[Point localization data]
==*==

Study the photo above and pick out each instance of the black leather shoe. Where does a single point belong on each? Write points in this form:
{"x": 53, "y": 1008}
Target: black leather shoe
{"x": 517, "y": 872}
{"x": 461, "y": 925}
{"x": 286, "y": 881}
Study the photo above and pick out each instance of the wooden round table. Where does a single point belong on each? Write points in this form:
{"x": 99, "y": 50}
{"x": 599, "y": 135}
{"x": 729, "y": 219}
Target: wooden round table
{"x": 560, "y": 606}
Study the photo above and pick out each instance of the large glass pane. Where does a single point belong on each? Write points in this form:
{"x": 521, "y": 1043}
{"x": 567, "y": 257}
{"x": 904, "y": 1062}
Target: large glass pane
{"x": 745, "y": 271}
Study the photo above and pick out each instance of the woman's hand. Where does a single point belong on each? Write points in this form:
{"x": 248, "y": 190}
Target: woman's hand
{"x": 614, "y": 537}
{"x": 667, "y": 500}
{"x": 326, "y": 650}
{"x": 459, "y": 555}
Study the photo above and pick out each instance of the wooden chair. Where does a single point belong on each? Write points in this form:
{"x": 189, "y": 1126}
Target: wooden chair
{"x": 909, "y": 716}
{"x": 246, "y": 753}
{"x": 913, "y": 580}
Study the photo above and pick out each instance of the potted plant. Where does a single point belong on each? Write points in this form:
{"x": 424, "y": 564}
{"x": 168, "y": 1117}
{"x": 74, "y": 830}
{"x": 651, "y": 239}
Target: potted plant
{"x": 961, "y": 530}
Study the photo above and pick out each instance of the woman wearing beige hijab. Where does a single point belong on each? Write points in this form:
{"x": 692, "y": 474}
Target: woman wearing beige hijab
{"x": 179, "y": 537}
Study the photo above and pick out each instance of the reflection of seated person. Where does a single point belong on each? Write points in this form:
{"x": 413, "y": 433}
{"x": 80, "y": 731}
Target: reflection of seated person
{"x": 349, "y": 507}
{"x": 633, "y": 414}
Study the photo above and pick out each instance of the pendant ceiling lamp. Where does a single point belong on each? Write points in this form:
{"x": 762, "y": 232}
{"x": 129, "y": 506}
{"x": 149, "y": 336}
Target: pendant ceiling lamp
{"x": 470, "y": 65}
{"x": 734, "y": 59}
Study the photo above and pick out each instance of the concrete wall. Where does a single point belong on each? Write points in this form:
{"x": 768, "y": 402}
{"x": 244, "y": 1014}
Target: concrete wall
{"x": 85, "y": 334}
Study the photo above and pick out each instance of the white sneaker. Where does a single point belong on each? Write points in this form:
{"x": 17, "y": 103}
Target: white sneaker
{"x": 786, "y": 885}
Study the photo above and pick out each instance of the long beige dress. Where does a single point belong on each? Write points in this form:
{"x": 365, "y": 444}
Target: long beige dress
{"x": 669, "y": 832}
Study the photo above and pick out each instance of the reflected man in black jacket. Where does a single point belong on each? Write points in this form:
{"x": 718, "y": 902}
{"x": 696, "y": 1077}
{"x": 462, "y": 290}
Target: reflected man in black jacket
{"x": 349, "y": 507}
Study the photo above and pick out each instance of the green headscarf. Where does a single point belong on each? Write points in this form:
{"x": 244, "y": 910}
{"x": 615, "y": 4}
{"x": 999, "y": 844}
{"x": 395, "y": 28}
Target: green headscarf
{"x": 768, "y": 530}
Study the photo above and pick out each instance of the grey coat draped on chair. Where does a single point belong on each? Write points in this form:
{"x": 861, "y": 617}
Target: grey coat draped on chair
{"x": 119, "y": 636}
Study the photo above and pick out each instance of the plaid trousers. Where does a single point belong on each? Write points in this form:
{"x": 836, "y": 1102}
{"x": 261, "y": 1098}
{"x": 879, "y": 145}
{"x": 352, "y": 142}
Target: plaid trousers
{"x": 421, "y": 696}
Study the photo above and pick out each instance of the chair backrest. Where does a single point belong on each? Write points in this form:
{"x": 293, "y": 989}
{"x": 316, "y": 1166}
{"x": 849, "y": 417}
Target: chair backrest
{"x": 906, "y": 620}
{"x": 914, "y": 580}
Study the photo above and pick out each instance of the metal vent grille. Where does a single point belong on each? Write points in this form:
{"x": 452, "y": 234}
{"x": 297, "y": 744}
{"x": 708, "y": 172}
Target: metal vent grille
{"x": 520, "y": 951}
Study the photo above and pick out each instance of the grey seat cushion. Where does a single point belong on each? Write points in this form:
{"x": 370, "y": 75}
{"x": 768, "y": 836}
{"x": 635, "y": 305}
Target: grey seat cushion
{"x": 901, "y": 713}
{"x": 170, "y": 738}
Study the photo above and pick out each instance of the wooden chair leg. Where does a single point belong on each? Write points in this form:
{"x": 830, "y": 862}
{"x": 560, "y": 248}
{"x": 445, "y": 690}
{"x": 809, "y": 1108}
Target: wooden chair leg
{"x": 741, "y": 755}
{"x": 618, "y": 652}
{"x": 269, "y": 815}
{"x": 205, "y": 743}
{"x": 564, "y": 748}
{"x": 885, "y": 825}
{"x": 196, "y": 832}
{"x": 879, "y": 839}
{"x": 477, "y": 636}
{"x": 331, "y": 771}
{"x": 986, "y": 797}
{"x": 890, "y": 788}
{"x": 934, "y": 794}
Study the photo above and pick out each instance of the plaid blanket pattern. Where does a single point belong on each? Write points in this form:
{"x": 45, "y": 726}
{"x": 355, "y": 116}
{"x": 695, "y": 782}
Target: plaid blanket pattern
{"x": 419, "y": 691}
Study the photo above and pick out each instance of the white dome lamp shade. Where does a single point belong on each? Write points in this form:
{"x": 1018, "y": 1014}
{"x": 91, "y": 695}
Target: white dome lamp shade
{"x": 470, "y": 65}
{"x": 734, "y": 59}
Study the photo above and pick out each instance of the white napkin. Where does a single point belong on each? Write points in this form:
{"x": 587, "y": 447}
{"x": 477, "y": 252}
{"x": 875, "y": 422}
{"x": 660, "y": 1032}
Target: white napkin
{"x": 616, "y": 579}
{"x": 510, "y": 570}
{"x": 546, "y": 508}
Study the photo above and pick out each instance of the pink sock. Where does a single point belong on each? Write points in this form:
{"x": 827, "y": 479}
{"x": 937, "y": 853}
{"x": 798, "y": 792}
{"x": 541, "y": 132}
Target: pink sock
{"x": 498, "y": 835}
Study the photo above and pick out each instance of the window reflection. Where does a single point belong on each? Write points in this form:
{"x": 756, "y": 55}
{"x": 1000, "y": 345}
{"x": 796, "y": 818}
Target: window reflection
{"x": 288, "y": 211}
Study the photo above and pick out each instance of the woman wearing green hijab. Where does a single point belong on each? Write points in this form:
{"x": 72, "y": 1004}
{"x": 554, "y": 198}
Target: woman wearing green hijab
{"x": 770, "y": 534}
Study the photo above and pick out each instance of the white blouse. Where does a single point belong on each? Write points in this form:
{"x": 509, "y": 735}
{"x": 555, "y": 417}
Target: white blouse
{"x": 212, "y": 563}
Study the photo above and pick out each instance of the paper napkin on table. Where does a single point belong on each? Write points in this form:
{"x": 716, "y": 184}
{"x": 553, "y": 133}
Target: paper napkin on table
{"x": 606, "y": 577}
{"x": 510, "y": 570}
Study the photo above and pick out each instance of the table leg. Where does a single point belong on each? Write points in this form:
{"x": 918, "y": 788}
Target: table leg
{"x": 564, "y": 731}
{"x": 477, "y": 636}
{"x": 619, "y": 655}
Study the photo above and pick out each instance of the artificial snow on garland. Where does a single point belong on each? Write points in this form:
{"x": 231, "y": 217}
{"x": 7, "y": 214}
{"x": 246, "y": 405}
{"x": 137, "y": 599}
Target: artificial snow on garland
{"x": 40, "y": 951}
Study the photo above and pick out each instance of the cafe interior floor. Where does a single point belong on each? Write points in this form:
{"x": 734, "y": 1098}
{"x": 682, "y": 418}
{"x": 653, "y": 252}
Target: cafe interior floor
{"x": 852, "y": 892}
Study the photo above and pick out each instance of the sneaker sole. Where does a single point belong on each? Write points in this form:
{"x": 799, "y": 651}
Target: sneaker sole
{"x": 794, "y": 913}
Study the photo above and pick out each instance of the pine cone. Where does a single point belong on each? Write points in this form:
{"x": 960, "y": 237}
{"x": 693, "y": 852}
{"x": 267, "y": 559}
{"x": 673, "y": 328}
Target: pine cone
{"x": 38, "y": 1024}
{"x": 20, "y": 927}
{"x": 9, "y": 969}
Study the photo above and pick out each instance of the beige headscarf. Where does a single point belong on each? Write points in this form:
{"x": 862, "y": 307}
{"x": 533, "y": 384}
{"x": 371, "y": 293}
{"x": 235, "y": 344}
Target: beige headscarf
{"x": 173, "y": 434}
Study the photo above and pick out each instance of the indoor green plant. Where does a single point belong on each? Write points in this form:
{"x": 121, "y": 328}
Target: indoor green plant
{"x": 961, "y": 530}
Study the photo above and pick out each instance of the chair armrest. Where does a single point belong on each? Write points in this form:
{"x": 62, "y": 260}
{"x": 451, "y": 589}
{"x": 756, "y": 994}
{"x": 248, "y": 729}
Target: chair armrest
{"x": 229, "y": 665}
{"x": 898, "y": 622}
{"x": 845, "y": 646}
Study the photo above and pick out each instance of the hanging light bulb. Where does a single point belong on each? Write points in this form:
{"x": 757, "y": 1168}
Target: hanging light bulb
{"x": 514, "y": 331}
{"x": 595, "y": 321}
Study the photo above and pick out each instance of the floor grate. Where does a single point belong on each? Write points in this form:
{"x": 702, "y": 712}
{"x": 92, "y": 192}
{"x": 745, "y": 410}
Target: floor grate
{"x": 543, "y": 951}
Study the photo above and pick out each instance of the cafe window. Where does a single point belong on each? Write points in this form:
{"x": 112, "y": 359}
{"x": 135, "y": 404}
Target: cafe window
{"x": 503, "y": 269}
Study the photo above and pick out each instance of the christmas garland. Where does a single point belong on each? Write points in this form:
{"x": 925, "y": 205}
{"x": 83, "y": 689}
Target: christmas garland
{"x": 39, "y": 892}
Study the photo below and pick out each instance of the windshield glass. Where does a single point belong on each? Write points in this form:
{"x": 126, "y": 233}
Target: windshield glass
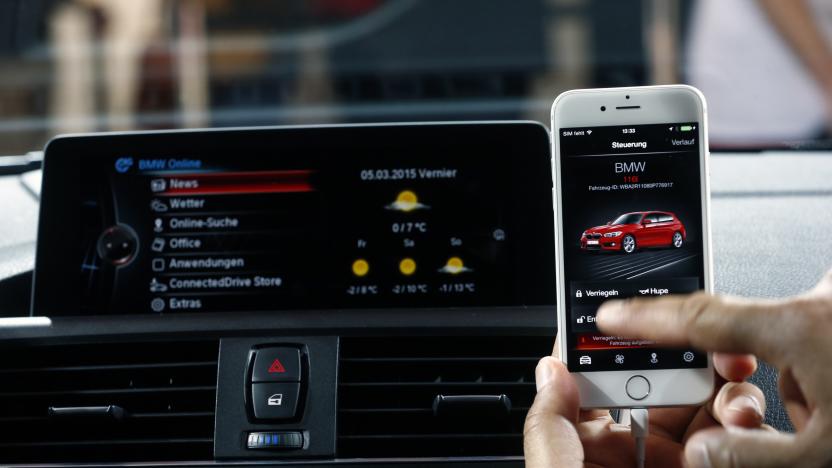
{"x": 103, "y": 65}
{"x": 630, "y": 218}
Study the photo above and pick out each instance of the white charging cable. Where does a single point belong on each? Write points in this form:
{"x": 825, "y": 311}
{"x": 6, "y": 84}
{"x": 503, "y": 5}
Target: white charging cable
{"x": 639, "y": 429}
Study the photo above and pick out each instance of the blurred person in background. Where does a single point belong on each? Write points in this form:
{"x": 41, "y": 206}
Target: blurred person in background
{"x": 766, "y": 67}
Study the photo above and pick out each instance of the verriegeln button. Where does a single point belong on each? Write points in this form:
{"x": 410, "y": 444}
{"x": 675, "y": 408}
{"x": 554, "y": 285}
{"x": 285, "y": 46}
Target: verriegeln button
{"x": 281, "y": 364}
{"x": 638, "y": 387}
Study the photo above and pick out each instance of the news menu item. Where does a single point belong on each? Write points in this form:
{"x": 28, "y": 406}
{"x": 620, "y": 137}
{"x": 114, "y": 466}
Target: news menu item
{"x": 632, "y": 227}
{"x": 386, "y": 223}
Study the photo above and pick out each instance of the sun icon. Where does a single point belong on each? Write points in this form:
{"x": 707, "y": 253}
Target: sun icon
{"x": 454, "y": 266}
{"x": 407, "y": 201}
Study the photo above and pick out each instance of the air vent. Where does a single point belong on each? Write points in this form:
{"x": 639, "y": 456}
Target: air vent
{"x": 108, "y": 402}
{"x": 389, "y": 389}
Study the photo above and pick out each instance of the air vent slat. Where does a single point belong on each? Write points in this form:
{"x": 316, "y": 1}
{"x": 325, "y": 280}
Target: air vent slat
{"x": 387, "y": 388}
{"x": 165, "y": 393}
{"x": 105, "y": 442}
{"x": 110, "y": 367}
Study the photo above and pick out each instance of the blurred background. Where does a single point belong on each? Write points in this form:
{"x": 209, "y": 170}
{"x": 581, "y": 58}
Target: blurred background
{"x": 100, "y": 65}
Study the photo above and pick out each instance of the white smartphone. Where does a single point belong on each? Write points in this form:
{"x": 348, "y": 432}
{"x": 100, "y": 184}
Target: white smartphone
{"x": 631, "y": 200}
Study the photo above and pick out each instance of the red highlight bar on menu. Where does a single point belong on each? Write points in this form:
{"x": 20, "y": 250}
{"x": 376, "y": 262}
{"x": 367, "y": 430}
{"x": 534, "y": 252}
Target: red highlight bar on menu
{"x": 238, "y": 183}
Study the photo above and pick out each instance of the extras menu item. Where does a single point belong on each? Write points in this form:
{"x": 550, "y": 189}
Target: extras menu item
{"x": 299, "y": 218}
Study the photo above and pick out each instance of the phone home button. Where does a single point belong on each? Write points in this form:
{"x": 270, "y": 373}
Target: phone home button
{"x": 638, "y": 387}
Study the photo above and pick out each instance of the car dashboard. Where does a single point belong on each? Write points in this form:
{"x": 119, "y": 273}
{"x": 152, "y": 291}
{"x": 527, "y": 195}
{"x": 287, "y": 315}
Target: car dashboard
{"x": 360, "y": 367}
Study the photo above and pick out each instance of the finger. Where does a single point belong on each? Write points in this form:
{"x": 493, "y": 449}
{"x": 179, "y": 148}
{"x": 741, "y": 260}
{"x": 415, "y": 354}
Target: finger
{"x": 708, "y": 322}
{"x": 739, "y": 404}
{"x": 718, "y": 447}
{"x": 735, "y": 367}
{"x": 549, "y": 434}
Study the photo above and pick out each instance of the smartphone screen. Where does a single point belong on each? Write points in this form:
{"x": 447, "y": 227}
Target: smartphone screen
{"x": 631, "y": 227}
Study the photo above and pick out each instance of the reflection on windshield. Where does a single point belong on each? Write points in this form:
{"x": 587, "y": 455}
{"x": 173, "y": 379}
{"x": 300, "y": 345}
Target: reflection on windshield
{"x": 97, "y": 65}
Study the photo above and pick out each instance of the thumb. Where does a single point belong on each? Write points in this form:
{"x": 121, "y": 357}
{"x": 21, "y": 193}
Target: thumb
{"x": 735, "y": 447}
{"x": 549, "y": 435}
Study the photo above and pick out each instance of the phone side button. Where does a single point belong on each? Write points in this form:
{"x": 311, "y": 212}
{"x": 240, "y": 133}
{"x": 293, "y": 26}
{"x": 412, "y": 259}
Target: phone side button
{"x": 638, "y": 387}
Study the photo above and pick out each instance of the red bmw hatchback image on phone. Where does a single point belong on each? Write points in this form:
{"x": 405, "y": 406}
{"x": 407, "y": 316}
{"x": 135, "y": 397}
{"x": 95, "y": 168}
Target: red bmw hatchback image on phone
{"x": 632, "y": 231}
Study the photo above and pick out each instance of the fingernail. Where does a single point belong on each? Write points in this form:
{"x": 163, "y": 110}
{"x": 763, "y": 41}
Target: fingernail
{"x": 609, "y": 314}
{"x": 746, "y": 402}
{"x": 543, "y": 374}
{"x": 698, "y": 456}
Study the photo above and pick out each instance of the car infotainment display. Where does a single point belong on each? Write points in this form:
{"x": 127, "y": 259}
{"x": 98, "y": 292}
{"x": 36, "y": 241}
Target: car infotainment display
{"x": 296, "y": 218}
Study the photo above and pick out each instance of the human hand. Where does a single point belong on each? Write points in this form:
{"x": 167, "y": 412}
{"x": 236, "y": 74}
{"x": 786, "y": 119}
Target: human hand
{"x": 794, "y": 335}
{"x": 558, "y": 434}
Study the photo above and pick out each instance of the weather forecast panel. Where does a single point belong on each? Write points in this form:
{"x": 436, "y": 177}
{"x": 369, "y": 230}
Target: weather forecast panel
{"x": 200, "y": 231}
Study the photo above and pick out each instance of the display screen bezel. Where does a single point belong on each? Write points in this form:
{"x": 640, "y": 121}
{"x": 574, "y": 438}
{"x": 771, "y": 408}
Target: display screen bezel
{"x": 56, "y": 266}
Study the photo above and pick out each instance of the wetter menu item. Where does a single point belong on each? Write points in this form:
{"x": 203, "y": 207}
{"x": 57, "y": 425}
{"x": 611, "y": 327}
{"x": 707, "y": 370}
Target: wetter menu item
{"x": 297, "y": 218}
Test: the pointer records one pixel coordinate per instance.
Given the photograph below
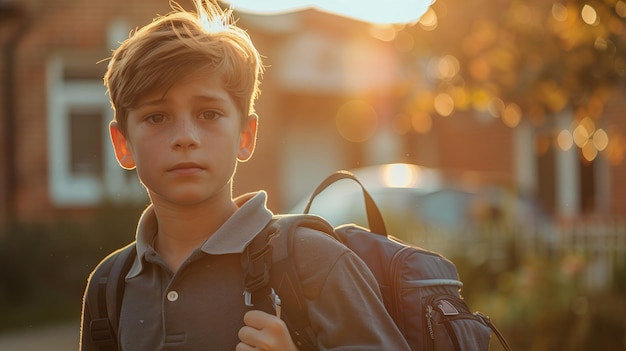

==*==

Each line in the data where the string "below" occurs should be identified and copied.

▶ [Answer for this exercise]
Study the photo below and pick out each instance of the windshield glass. Where does a single point belong on each? Write points in this form:
Given the photograph below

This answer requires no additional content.